• Zadanie do wykonania:
Przepisz wiernie z tekstu o hemofilii odcinek od słów „Hemofilia – choroba” do słów „osoczowych czynników krzepnięcia.” włącznie.

Hemofilia – choroba nie tylko królów
Hemofilia to jedna ze skaz krwotocznych - chorób charakteryzujących się skłonnością do krwawień w obrębie tkanek, narządów oraz układów. W przypadku hemofilii przyczyną skazy są zaburzenia krzepnięcia krwi spowodowane defektem genu znajdującego się na chromosomie X, który koduje syntezę osoczowych czynników krzepnięcia.
Krzepnięcie krwi to nic innego niż zamiana rozpuszczalnego białka osocza (fibrynogenu) w przestrzenną sieć fibryny. Proces, który - zwłaszcza u osoby zdrowej - wydaje się być prosty, w rzeczywistości jest skomplikowany i złożony. Bierze w nim udział kilkanaście różnych związków - w tym dwanaście białek osocza, które nazywamy czynnikami krzepnięcia.

• Dostarczony materiał:
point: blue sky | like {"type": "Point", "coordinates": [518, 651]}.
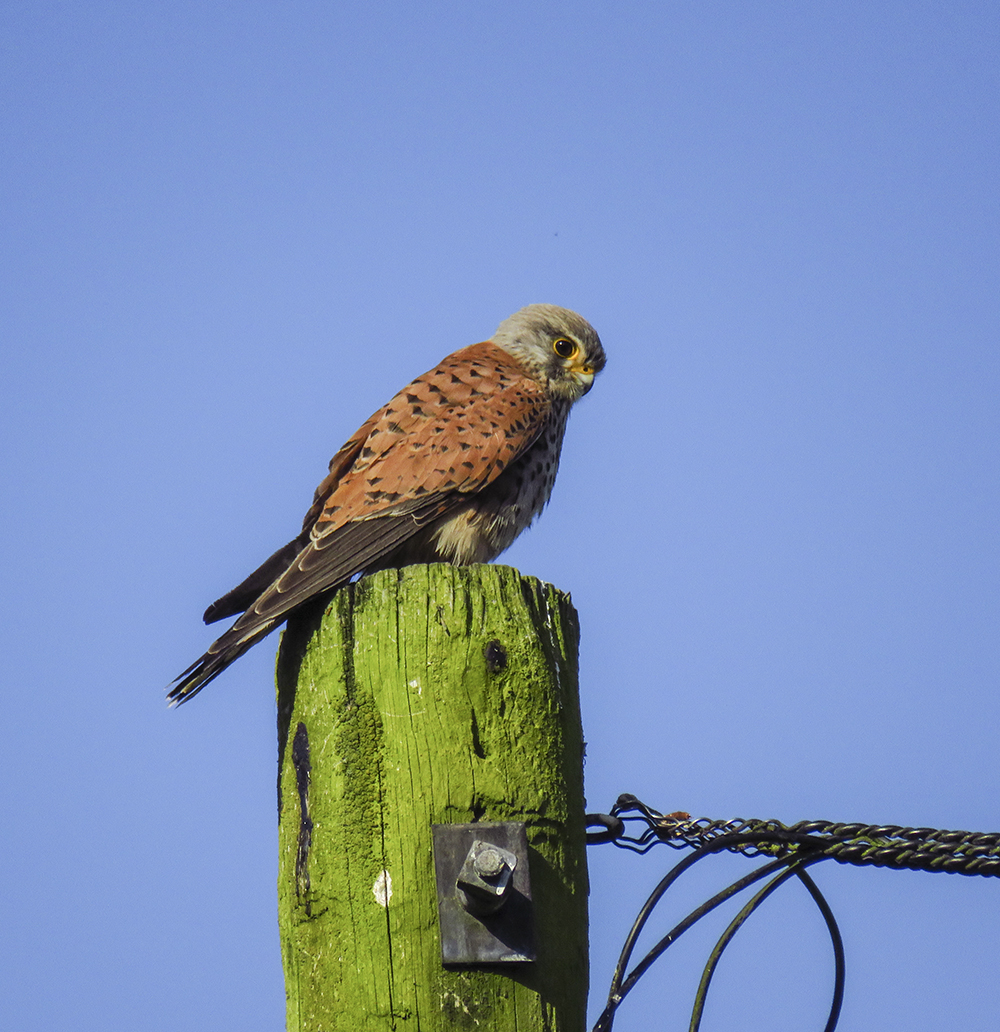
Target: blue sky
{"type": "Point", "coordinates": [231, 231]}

• Rozwiązanie zadania:
Hemofilia – choroba nie tylko królów
Hemofilia to jedna ze skaz krwotocznych - chorób charakteryzujących się skłonnością do krwawień w obrębie tkanek, narządów oraz układów. W przypadku hemofilii przyczyną skazy są zaburzenia krzepnięcia krwi spowodowane defektem genu znajdującego się na chromosomie X, który koduje syntezę osoczowych czynników krzepnięcia.